No pictures, everything else exact: set down the entries in full.

"""

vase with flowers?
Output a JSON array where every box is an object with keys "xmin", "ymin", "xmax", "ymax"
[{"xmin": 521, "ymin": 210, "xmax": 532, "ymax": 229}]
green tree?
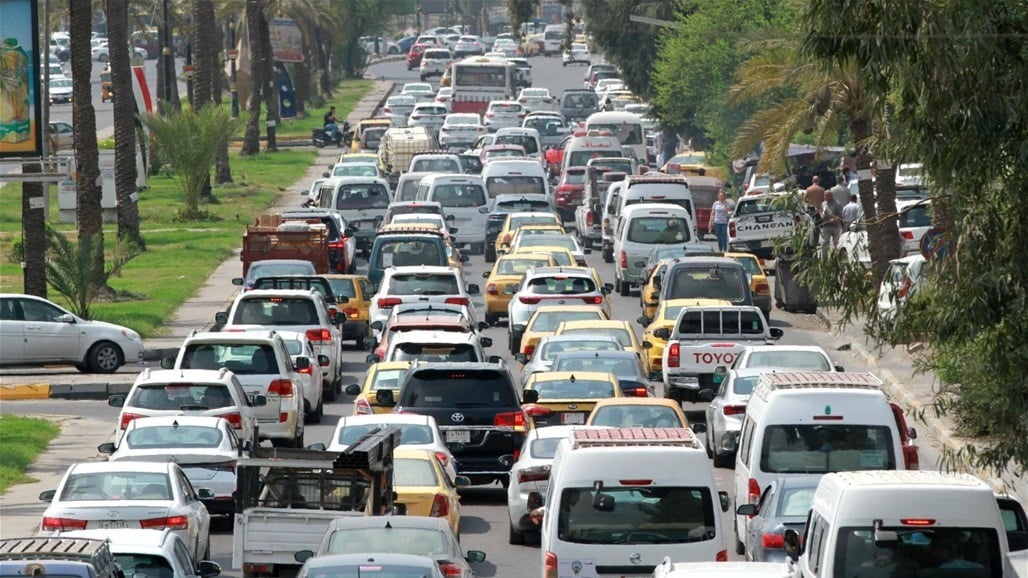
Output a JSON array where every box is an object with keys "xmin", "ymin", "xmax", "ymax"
[
  {"xmin": 801, "ymin": 0, "xmax": 1028, "ymax": 473},
  {"xmin": 44, "ymin": 228, "xmax": 134, "ymax": 322},
  {"xmin": 141, "ymin": 105, "xmax": 241, "ymax": 218}
]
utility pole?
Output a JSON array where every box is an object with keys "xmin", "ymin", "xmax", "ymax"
[{"xmin": 228, "ymin": 18, "xmax": 239, "ymax": 118}]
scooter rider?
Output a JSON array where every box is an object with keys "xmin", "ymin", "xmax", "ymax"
[{"xmin": 323, "ymin": 106, "xmax": 341, "ymax": 142}]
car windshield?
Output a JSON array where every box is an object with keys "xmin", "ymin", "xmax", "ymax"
[
  {"xmin": 376, "ymin": 239, "xmax": 445, "ymax": 268},
  {"xmin": 526, "ymin": 275, "xmax": 595, "ymax": 294},
  {"xmin": 560, "ymin": 327, "xmax": 631, "ymax": 347},
  {"xmin": 667, "ymin": 268, "xmax": 746, "ymax": 302},
  {"xmin": 232, "ymin": 298, "xmax": 320, "ymax": 326},
  {"xmin": 338, "ymin": 423, "xmax": 434, "ymax": 446},
  {"xmin": 761, "ymin": 425, "xmax": 896, "ymax": 473},
  {"xmin": 126, "ymin": 425, "xmax": 223, "ymax": 449},
  {"xmin": 432, "ymin": 183, "xmax": 487, "ymax": 208},
  {"xmin": 553, "ymin": 356, "xmax": 639, "ymax": 378},
  {"xmin": 529, "ymin": 310, "xmax": 602, "ymax": 331},
  {"xmin": 326, "ymin": 527, "xmax": 448, "ymax": 556},
  {"xmin": 540, "ymin": 340, "xmax": 620, "ymax": 361},
  {"xmin": 399, "ymin": 369, "xmax": 518, "ymax": 407},
  {"xmin": 590, "ymin": 405, "xmax": 682, "ymax": 427},
  {"xmin": 114, "ymin": 554, "xmax": 175, "ymax": 578},
  {"xmin": 833, "ymin": 527, "xmax": 1001, "ymax": 578},
  {"xmin": 61, "ymin": 472, "xmax": 173, "ymax": 501},
  {"xmin": 393, "ymin": 342, "xmax": 479, "ymax": 363},
  {"xmin": 486, "ymin": 176, "xmax": 546, "ymax": 196},
  {"xmin": 557, "ymin": 486, "xmax": 716, "ymax": 545},
  {"xmin": 531, "ymin": 378, "xmax": 614, "ymax": 400},
  {"xmin": 129, "ymin": 383, "xmax": 235, "ymax": 411},
  {"xmin": 743, "ymin": 350, "xmax": 831, "ymax": 370},
  {"xmin": 323, "ymin": 183, "xmax": 389, "ymax": 209},
  {"xmin": 627, "ymin": 217, "xmax": 692, "ymax": 244},
  {"xmin": 388, "ymin": 273, "xmax": 459, "ymax": 296}
]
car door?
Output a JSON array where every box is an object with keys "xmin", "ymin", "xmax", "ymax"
[
  {"xmin": 0, "ymin": 297, "xmax": 26, "ymax": 363},
  {"xmin": 747, "ymin": 483, "xmax": 775, "ymax": 558},
  {"xmin": 18, "ymin": 297, "xmax": 82, "ymax": 362},
  {"xmin": 171, "ymin": 534, "xmax": 198, "ymax": 573},
  {"xmin": 175, "ymin": 467, "xmax": 207, "ymax": 556}
]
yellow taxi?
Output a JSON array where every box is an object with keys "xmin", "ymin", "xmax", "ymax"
[
  {"xmin": 344, "ymin": 361, "xmax": 411, "ymax": 415},
  {"xmin": 494, "ymin": 213, "xmax": 563, "ymax": 257},
  {"xmin": 521, "ymin": 371, "xmax": 621, "ymax": 428},
  {"xmin": 519, "ymin": 304, "xmax": 608, "ymax": 357},
  {"xmin": 660, "ymin": 150, "xmax": 723, "ymax": 179},
  {"xmin": 482, "ymin": 253, "xmax": 556, "ymax": 325},
  {"xmin": 585, "ymin": 398, "xmax": 690, "ymax": 428},
  {"xmin": 639, "ymin": 298, "xmax": 731, "ymax": 380},
  {"xmin": 505, "ymin": 224, "xmax": 567, "ymax": 254},
  {"xmin": 638, "ymin": 259, "xmax": 676, "ymax": 324},
  {"xmin": 322, "ymin": 274, "xmax": 373, "ymax": 349},
  {"xmin": 724, "ymin": 251, "xmax": 772, "ymax": 320},
  {"xmin": 511, "ymin": 245, "xmax": 576, "ymax": 267},
  {"xmin": 336, "ymin": 151, "xmax": 380, "ymax": 165},
  {"xmin": 393, "ymin": 448, "xmax": 467, "ymax": 536},
  {"xmin": 553, "ymin": 319, "xmax": 647, "ymax": 371},
  {"xmin": 349, "ymin": 120, "xmax": 392, "ymax": 154}
]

"""

**Exercise response**
vase with flowers?
Output a JSON array where every box is an object with keys "xmin", "ymin", "xmax", "ymax"
[{"xmin": 521, "ymin": 210, "xmax": 532, "ymax": 229}]
green tree?
Output a JSON array where every box is an object with keys "xmin", "ymin", "xmax", "ymax"
[
  {"xmin": 801, "ymin": 0, "xmax": 1028, "ymax": 473},
  {"xmin": 44, "ymin": 228, "xmax": 134, "ymax": 322},
  {"xmin": 141, "ymin": 105, "xmax": 241, "ymax": 218}
]
utility pole?
Output a JSON array where every box is an object with keys "xmin", "ymin", "xmax", "ymax"
[{"xmin": 228, "ymin": 18, "xmax": 239, "ymax": 118}]
scooter rider?
Output a JSON array where every box is an object with keys "xmin", "ymin", "xmax", "ymax"
[{"xmin": 323, "ymin": 106, "xmax": 341, "ymax": 142}]
car windshield?
Output a JSON array where every box is an object with keys "xmin", "ymin", "xmax", "ymax"
[
  {"xmin": 376, "ymin": 239, "xmax": 445, "ymax": 268},
  {"xmin": 526, "ymin": 275, "xmax": 595, "ymax": 294},
  {"xmin": 560, "ymin": 327, "xmax": 631, "ymax": 347},
  {"xmin": 667, "ymin": 268, "xmax": 746, "ymax": 302},
  {"xmin": 232, "ymin": 298, "xmax": 320, "ymax": 326},
  {"xmin": 338, "ymin": 423, "xmax": 434, "ymax": 446},
  {"xmin": 761, "ymin": 425, "xmax": 896, "ymax": 473},
  {"xmin": 126, "ymin": 425, "xmax": 223, "ymax": 449},
  {"xmin": 432, "ymin": 183, "xmax": 487, "ymax": 208},
  {"xmin": 553, "ymin": 356, "xmax": 639, "ymax": 378},
  {"xmin": 529, "ymin": 310, "xmax": 602, "ymax": 331},
  {"xmin": 326, "ymin": 527, "xmax": 448, "ymax": 556},
  {"xmin": 540, "ymin": 340, "xmax": 620, "ymax": 361},
  {"xmin": 399, "ymin": 369, "xmax": 518, "ymax": 407},
  {"xmin": 590, "ymin": 405, "xmax": 682, "ymax": 427},
  {"xmin": 114, "ymin": 554, "xmax": 175, "ymax": 578},
  {"xmin": 833, "ymin": 527, "xmax": 1001, "ymax": 578},
  {"xmin": 61, "ymin": 472, "xmax": 173, "ymax": 501},
  {"xmin": 393, "ymin": 342, "xmax": 479, "ymax": 363},
  {"xmin": 486, "ymin": 176, "xmax": 546, "ymax": 196},
  {"xmin": 557, "ymin": 486, "xmax": 716, "ymax": 545},
  {"xmin": 531, "ymin": 378, "xmax": 614, "ymax": 400},
  {"xmin": 129, "ymin": 383, "xmax": 235, "ymax": 411},
  {"xmin": 743, "ymin": 350, "xmax": 831, "ymax": 370},
  {"xmin": 323, "ymin": 183, "xmax": 389, "ymax": 209},
  {"xmin": 627, "ymin": 217, "xmax": 692, "ymax": 244},
  {"xmin": 388, "ymin": 273, "xmax": 459, "ymax": 296}
]
car door?
Output a JSON array where every box is an object with keys "xmin", "ymin", "xmax", "ymax"
[
  {"xmin": 0, "ymin": 297, "xmax": 26, "ymax": 363},
  {"xmin": 747, "ymin": 483, "xmax": 775, "ymax": 558},
  {"xmin": 18, "ymin": 297, "xmax": 82, "ymax": 362},
  {"xmin": 171, "ymin": 534, "xmax": 198, "ymax": 573},
  {"xmin": 175, "ymin": 467, "xmax": 207, "ymax": 556}
]
yellow taxi?
Output a JSON array where every box is an object with keys "xmin", "ymin", "xmax", "ymax"
[
  {"xmin": 344, "ymin": 361, "xmax": 411, "ymax": 415},
  {"xmin": 494, "ymin": 213, "xmax": 563, "ymax": 257},
  {"xmin": 521, "ymin": 371, "xmax": 621, "ymax": 428},
  {"xmin": 519, "ymin": 304, "xmax": 608, "ymax": 357},
  {"xmin": 660, "ymin": 150, "xmax": 723, "ymax": 179},
  {"xmin": 482, "ymin": 253, "xmax": 556, "ymax": 325},
  {"xmin": 585, "ymin": 398, "xmax": 690, "ymax": 428},
  {"xmin": 639, "ymin": 298, "xmax": 731, "ymax": 380},
  {"xmin": 505, "ymin": 224, "xmax": 567, "ymax": 254},
  {"xmin": 638, "ymin": 259, "xmax": 676, "ymax": 324},
  {"xmin": 322, "ymin": 274, "xmax": 373, "ymax": 349},
  {"xmin": 724, "ymin": 251, "xmax": 772, "ymax": 320},
  {"xmin": 511, "ymin": 245, "xmax": 576, "ymax": 267},
  {"xmin": 336, "ymin": 151, "xmax": 380, "ymax": 165},
  {"xmin": 393, "ymin": 448, "xmax": 467, "ymax": 536},
  {"xmin": 553, "ymin": 319, "xmax": 647, "ymax": 371},
  {"xmin": 349, "ymin": 120, "xmax": 392, "ymax": 154}
]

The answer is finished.